WORK TASK 1:
Duplicate the Fluent Bit bug report word for word, in full.

Splunk is rejecting the payloads due to corrupt or invalid characters (presumably). The chunks don't get flushed and eventually start to soak up all the memory available (limit or otherwise). It's important to note that does not happen for every pod instance. It is proving to be difficult to determine exactly what is triggering the corruption.

To Reproduce

Expected behavior Fluent-bit should forward the logs to Splunk without data corruption.

Screenshots DataDog graph of fluent-pods over 24h: image

Your Environment

script_custom.lua - parses pod annotations to configure Splunk records for the appropriate index, source, source_type.

    function parse_splunk_info(tag, timestamp, record)
      stream = record["stream"]
      if (not stream) then
        stream = "unknown"
      end
      k8s = record["kubernetes"]
      if (k8s) then
        k8s_annotations = k8s["annotations"]
        container_name = k8s["container_name"]
        pod_name = k8s["pod_name"]
      else
        container_name = "unknown"
        pod_name = "unknown"
      end

      record["index"] = "gameservicesweb_staging"

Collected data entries
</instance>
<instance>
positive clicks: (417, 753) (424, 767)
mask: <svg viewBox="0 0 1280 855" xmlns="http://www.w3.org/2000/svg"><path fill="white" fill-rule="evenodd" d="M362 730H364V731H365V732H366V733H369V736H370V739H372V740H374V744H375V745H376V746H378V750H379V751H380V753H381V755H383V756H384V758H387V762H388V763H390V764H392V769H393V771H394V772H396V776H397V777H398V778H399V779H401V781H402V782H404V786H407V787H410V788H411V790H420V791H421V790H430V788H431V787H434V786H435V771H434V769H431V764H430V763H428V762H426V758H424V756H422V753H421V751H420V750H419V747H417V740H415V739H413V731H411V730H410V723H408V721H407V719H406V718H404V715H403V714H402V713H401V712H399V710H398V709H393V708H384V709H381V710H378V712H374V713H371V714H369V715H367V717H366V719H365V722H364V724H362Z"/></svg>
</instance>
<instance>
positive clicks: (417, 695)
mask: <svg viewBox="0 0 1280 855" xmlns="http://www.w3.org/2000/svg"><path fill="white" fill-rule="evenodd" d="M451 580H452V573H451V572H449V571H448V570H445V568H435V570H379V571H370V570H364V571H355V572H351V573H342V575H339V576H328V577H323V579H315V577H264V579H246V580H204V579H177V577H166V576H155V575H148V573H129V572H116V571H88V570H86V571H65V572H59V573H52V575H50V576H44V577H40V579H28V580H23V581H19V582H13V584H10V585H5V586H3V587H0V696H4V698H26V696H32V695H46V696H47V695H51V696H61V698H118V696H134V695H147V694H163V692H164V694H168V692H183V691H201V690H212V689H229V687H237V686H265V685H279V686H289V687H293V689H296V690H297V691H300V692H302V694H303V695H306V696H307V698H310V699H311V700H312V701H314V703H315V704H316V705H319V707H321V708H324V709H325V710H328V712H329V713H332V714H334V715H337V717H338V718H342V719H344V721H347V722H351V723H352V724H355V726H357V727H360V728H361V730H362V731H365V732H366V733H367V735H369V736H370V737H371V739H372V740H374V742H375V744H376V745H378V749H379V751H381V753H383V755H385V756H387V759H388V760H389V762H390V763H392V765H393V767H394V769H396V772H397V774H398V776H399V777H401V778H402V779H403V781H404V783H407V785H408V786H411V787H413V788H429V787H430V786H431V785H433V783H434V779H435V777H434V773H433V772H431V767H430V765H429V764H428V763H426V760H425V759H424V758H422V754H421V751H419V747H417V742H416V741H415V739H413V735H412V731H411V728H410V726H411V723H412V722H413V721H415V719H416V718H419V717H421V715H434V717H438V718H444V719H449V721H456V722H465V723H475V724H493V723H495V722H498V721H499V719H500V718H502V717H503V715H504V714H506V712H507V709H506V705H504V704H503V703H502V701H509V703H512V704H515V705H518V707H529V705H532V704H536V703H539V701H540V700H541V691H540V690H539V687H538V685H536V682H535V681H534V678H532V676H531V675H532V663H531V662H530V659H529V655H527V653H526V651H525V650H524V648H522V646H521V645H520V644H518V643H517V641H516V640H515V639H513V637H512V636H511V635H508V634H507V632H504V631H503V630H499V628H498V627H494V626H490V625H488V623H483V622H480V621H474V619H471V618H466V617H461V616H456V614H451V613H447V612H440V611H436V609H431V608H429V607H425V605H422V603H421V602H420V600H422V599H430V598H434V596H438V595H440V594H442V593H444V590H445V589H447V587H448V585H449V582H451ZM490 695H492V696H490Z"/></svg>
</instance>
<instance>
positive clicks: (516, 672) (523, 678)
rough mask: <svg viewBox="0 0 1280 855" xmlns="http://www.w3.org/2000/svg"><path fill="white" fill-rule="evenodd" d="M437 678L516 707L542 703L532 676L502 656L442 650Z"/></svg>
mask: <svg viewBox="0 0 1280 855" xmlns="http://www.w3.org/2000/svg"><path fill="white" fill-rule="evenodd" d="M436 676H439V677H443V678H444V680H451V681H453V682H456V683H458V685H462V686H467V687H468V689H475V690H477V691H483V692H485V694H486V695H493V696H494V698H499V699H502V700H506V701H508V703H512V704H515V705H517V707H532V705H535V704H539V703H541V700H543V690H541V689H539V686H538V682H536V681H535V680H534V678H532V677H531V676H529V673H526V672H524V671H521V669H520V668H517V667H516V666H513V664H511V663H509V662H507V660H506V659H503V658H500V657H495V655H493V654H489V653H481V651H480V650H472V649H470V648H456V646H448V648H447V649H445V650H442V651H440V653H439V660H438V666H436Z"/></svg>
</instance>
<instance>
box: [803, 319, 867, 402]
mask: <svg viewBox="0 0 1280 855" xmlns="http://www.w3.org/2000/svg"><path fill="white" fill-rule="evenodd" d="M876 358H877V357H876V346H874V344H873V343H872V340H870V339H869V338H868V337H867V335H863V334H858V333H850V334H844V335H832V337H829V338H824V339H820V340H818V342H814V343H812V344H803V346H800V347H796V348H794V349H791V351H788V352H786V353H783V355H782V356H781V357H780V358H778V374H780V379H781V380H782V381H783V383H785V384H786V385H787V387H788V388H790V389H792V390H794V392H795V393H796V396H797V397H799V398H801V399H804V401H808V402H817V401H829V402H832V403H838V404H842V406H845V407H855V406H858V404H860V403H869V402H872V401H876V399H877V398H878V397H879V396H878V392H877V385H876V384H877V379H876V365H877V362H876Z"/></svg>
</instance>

WORK TASK 2:
Express the entries as a Markdown table with the columns "No." and "Line", starting with their first line and going on through the line with "positive clicks: (417, 695)", both included. Give each row a number and leave out blank lines.

EXERCISE ANSWER 1:
Splunk is rejecting the payloads due to corrupt or invalid characters (presumably). The chunks don't get flushed and eventually start to soak up all the memory available (limit or otherwise). It's important to note that does not happen for every pod instance. It is proving to be difficult to determine exactly what is triggering the corruption.

To Reproduce

Expected behavior Fluent-bit should forward the logs to Splunk without data corruption.

Screenshots DataDog graph of fluent-pods over 24h: image

Your Environment

script_custom.lua - parses pod annotations to configure Splunk records for the appropriate index, source, source_type.

    function parse_splunk_info(tag, timestamp, record)
      stream = record["stream"]
      if (not stream) then
        stream = "unknown"
      end
      k8s = record["kubernetes"]
      if (k8s) then
        k8s_annotations = k8s["annotations"]
        container_name = k8s["container_name"]
        pod_name = k8s["pod_name"]
      else
        container_name = "unknown"
        pod_name = "unknown"
      end

      record["index"] = "gameservicesweb_staging"

EXERCISE ANSWER 2:
| No. | Line |
|---|---|
| 1 | </instance> |
| 2 | <instance> |
| 3 | positive clicks: (417, 753) (424, 767) |
| 4 | mask: <svg viewBox="0 0 1280 855" xmlns="http://www.w3.org/2000/svg"><path fill="white" fill-rule="evenodd" d="M362 730H364V731H365V732H366V733H369V736H370V739H372V740H374V744H375V745H376V746H378V750H379V751H380V753H381V755H383V756H384V758H387V762H388V763H390V764H392V769H393V771H394V772H396V776H397V777H398V778H399V779H401V781H402V782H404V786H407V787H410V788H411V790H420V791H421V790H430V788H431V787H434V786H435V771H434V769H431V764H430V763H428V762H426V758H424V756H422V753H421V751H420V750H419V747H417V740H415V739H413V731H411V730H410V723H408V721H407V719H406V718H404V715H403V714H402V713H401V712H399V710H398V709H393V708H384V709H381V710H378V712H374V713H371V714H369V715H367V717H366V719H365V722H364V724H362Z"/></svg> |
| 5 | </instance> |
| 6 | <instance> |
| 7 | positive clicks: (417, 695) |